__Text passage__:
Not far along from the road from the
Badaguish turn is the sign for Rothiemurchus Centre under Castle Hill some
distance from the Glenmore road. It
offers cabin and chalet accommodation to members of the British forces and
associated people and organisations.
There are also picnic sites, fishing opportunities, cycle trails and
orienteering facilities on or near the shores of Loch Morlich and a large sandy
area called Loch Morlich Beach, said to be the highest beach in the British
Isles. One intriguing feature is a
monument marked at full stop size on the map just north of the road and the
western end of Loch Morlich. The
Highland Historic Environment Bureau are aware of this but claim to know nothing much else about it
– what in commemorates and how old it is.
Neither do they have a photo or drawing of it. However, using StreetView an object like a
sundial cam be seen among the pines in more or less the correct position and is
apparently known as ‘The Queen’s Forest Pillar’ a name presumably connected to
the fact that the surrounding area is shown on the map as The Queen’s Forest.
As outlined above the Glenmore Lodge I
stayed in in 1954 is now the Loch Morlich Youth Hostel. It
later became the Cairngorm Lodge Youth Hostel.

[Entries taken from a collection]
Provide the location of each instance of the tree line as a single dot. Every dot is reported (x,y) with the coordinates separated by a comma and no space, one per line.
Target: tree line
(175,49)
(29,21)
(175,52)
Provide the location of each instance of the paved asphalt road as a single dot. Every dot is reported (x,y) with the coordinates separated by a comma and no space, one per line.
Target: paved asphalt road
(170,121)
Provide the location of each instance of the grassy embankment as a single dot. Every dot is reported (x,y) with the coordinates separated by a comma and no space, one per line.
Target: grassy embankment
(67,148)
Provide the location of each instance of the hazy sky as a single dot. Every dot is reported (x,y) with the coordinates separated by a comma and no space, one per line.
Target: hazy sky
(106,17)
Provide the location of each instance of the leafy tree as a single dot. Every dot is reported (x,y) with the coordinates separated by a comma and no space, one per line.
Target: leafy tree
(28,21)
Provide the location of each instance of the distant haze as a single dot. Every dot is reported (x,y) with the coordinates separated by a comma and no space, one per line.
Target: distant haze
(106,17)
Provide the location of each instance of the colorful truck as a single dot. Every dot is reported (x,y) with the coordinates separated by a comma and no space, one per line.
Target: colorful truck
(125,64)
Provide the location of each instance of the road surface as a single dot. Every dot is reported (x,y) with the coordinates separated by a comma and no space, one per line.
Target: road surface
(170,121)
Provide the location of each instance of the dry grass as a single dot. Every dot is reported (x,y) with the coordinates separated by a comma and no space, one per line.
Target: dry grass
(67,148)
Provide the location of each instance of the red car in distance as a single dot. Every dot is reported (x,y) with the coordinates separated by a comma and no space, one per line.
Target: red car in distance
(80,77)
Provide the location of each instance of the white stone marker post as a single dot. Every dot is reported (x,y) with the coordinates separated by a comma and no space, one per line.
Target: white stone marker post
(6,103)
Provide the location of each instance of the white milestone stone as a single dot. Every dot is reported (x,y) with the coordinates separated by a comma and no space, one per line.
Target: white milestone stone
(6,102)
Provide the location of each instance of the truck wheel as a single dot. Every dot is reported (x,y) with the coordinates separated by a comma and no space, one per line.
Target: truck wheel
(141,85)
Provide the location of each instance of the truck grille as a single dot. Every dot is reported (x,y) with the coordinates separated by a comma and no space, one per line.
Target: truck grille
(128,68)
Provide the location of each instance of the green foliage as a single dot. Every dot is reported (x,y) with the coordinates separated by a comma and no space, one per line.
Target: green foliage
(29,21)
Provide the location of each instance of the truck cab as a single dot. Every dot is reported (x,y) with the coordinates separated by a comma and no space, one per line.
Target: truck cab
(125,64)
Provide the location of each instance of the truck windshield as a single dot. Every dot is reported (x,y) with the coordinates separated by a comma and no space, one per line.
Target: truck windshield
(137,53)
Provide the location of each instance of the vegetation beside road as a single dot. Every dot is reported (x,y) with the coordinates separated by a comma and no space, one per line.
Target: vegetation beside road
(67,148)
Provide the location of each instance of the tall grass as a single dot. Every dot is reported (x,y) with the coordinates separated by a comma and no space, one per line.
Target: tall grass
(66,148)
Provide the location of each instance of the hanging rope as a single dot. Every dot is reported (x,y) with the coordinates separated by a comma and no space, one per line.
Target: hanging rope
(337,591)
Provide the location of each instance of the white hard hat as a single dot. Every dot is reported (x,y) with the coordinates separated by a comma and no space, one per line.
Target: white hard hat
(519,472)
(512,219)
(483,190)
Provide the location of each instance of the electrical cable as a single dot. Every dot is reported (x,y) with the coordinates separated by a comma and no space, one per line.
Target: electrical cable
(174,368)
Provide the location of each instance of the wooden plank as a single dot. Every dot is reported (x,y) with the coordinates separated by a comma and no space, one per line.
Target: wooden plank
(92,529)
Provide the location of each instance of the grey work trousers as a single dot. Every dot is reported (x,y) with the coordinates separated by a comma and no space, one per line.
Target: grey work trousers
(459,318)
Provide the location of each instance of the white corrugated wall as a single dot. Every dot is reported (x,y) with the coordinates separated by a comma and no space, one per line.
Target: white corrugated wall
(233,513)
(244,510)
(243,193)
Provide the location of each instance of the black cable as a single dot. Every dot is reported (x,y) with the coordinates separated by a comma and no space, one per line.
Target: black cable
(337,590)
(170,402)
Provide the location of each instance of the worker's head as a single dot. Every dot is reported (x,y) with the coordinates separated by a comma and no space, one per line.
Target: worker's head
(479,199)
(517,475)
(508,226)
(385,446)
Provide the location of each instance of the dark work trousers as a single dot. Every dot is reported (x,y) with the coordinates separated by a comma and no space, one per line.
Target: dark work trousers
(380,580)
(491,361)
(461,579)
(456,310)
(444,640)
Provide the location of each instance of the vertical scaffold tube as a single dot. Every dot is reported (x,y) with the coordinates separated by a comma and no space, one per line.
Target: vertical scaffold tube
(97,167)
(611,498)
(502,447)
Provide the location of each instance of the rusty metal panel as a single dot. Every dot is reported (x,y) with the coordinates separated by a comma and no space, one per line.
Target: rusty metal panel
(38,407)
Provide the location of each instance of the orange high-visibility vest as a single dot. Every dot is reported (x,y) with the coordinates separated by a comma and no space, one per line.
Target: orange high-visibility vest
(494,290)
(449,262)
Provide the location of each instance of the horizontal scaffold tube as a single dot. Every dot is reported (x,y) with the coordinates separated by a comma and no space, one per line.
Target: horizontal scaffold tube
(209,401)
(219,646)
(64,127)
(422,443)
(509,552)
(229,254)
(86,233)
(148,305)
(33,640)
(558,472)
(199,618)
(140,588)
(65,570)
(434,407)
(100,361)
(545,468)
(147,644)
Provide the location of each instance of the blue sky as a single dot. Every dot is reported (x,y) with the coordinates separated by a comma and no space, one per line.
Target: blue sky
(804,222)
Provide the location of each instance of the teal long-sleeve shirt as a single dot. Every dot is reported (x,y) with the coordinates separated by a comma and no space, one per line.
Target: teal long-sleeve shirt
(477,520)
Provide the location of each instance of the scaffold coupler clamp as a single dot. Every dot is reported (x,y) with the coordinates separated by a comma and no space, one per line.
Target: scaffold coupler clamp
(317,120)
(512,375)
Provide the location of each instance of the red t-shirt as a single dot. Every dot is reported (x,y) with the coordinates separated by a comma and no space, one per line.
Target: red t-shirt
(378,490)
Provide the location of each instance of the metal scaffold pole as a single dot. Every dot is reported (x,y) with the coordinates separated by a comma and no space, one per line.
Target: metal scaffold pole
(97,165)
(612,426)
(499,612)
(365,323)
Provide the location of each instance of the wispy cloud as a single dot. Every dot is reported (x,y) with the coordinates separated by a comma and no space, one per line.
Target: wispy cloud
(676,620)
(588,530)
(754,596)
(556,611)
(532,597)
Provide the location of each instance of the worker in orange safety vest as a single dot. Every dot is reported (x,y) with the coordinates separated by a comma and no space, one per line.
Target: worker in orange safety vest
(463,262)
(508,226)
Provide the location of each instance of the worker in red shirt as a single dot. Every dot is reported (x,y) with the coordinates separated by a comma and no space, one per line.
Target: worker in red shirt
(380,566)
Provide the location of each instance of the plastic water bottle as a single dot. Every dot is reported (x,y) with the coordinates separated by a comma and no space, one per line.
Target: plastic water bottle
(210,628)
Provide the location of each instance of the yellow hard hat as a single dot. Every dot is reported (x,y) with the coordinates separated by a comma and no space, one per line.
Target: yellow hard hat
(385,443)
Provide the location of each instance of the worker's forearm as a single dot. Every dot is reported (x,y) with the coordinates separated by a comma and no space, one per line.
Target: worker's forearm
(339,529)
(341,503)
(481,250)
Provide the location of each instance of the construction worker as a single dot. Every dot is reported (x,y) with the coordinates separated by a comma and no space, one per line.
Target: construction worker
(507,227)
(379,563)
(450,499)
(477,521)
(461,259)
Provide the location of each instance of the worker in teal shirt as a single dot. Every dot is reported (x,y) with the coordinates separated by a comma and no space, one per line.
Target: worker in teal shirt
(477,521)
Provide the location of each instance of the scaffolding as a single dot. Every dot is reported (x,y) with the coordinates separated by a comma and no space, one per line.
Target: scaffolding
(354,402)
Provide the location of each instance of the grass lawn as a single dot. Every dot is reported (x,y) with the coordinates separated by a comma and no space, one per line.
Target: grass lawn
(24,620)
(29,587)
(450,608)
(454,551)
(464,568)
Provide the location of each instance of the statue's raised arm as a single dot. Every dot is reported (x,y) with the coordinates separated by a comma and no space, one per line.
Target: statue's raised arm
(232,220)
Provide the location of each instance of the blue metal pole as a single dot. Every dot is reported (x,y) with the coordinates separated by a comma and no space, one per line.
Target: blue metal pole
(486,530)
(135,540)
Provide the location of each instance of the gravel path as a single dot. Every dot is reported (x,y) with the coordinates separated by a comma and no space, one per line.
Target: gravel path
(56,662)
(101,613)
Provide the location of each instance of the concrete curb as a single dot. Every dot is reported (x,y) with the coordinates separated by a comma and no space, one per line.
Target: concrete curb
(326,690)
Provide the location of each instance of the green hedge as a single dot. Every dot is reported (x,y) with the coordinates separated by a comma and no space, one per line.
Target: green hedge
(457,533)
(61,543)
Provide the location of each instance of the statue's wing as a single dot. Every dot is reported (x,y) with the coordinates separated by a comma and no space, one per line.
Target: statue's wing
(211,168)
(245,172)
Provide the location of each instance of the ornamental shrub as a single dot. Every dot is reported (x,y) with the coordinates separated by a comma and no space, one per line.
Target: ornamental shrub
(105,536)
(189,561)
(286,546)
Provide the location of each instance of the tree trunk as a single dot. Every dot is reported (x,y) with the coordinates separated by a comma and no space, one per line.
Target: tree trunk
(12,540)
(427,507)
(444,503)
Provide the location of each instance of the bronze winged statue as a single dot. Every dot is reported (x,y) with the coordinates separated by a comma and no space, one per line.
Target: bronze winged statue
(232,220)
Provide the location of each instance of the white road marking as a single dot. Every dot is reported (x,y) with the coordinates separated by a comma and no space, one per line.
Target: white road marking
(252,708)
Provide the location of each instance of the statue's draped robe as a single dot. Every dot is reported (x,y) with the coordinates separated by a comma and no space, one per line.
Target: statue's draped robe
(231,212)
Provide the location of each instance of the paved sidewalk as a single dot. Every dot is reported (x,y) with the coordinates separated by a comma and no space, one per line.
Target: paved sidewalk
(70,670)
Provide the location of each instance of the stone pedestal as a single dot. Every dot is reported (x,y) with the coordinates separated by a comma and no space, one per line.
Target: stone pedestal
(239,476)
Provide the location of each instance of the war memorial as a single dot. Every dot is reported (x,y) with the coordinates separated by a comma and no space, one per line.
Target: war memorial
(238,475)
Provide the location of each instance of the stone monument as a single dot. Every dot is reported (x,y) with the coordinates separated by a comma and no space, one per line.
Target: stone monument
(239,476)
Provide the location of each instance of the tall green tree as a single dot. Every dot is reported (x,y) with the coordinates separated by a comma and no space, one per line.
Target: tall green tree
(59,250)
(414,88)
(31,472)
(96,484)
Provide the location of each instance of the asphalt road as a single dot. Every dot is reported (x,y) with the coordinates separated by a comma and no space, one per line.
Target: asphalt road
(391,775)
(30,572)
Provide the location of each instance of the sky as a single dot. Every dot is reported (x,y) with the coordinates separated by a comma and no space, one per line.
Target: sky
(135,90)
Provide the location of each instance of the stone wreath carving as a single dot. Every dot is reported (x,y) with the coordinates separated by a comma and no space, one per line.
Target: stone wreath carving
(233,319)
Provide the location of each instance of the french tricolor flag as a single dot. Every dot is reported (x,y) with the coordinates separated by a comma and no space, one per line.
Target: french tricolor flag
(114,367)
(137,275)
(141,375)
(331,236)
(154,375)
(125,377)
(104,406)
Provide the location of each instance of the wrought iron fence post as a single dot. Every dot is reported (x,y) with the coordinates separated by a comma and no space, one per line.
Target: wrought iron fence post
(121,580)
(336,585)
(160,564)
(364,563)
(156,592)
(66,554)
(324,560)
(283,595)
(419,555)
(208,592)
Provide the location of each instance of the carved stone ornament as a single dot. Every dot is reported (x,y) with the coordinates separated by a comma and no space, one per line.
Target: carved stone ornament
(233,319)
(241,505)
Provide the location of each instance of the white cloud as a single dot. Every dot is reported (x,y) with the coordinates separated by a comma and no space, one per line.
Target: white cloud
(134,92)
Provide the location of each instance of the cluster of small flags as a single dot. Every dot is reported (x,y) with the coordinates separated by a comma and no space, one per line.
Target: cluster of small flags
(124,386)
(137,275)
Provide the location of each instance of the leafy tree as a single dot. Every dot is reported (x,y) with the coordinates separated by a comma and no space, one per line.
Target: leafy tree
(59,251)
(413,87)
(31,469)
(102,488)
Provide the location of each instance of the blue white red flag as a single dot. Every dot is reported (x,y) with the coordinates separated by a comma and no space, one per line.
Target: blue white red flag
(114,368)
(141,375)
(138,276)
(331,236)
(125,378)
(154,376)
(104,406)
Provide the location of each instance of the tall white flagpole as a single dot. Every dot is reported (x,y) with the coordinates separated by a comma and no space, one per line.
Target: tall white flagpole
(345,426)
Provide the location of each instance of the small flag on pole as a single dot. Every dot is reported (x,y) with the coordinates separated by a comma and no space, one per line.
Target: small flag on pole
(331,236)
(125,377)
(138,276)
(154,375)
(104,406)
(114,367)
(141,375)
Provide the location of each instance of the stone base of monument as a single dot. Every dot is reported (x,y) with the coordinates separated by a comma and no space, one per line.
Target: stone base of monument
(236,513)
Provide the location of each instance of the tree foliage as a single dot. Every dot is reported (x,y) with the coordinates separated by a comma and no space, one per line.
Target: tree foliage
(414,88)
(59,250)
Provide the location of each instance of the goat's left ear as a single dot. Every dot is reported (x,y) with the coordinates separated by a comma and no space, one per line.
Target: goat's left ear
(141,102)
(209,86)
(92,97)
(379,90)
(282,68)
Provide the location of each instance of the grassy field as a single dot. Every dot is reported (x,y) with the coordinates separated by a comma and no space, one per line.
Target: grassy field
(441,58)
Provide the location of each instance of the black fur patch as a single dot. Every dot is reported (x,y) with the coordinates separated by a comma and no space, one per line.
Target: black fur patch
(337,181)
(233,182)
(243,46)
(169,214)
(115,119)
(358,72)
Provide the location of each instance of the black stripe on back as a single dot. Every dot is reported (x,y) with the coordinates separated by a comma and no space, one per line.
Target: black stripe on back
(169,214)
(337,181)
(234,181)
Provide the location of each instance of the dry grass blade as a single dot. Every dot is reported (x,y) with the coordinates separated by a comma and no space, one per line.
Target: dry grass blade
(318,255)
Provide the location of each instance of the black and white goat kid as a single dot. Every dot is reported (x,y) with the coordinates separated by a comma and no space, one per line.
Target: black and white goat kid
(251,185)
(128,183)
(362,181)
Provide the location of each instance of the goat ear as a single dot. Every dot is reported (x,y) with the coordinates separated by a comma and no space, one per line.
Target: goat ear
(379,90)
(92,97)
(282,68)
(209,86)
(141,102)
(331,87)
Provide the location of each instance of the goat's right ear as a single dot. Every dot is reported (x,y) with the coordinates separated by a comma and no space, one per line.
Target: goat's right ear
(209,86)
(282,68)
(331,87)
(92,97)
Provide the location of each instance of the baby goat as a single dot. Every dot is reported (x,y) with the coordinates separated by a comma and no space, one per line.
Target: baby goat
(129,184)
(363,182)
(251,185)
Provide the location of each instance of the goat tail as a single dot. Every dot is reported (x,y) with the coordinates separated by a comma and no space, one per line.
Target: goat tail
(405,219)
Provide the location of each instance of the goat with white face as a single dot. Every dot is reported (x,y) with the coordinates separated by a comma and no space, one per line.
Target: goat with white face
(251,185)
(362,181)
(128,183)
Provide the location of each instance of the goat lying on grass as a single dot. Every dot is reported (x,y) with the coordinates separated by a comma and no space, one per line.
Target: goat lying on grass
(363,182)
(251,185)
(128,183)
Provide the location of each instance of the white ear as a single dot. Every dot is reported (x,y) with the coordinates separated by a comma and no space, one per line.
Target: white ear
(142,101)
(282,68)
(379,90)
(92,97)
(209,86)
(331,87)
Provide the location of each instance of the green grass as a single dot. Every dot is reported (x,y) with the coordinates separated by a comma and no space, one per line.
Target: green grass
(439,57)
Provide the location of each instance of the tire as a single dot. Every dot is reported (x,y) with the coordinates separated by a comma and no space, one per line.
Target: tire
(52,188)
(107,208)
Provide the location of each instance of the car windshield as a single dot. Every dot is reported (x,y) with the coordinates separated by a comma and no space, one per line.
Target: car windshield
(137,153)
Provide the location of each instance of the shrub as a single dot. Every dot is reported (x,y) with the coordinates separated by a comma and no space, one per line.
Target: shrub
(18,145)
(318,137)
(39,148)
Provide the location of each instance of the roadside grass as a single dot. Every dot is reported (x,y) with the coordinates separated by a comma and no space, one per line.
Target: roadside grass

__Questions on the material__:
(1) Reproduce the Loch Morlich text word for word from "Neither do they" to "The Queen’s Forest.".
(2) In the Loch Morlich text, what is Loch Morlich Beach said to be?
(3) Write what comes next in the Loch Morlich text, picking up after its final sentence.

__Answers by item number__:
(1)
Neither do they have a photo or drawing of it. However, using StreetView an object like a
sundial cam be seen among the pines in more or less the correct position and is
apparently known as ‘The Queen’s Forest Pillar’ a name presumably connected to
the fact that the surrounding area is shown on the map as The Queen’s Forest.

(2) The highest beach in the British Isles.

(3)
A new build, Scotland’s National Outdoor Training Centre, a short
distance to the east of Glenmore Lodge, was opened 1996 and appropriated the
one word name Glenmore. This complicated
nomenclature means that many of the maps and other manifestations of the area’s
geography are incorrect and/or out of date, ironic for institutions one of
whose major aims is to teach hill walking visitors how to use maps. The web site of the Reindeer Centre at
Glenmore also claims that SatNav directions will take you to the wrong place –
all part of the magic of the Highlands no doubt.
When we rived at Glenmore Lodge males were
separated from females and we were allocated bunk beds in dormitories of half a
dozen people. Very utilitarian with
bland pale blue and cream walls and rough blankets. We all had to stow our walking boots and
other outdoor accoutrements and then assemble in the dining room for our first meal
for which we sat on benches on either side of long trestle tables. Then we were mustered for briefing before
outdoor activities began. This walking,
climbing, sailing and kayaking I will cover in another chapter
On some of the evenings there were social
activities and I particularly remember everyone singing this song with its
words and tune ringing through the ceilidh on the last evening of the course.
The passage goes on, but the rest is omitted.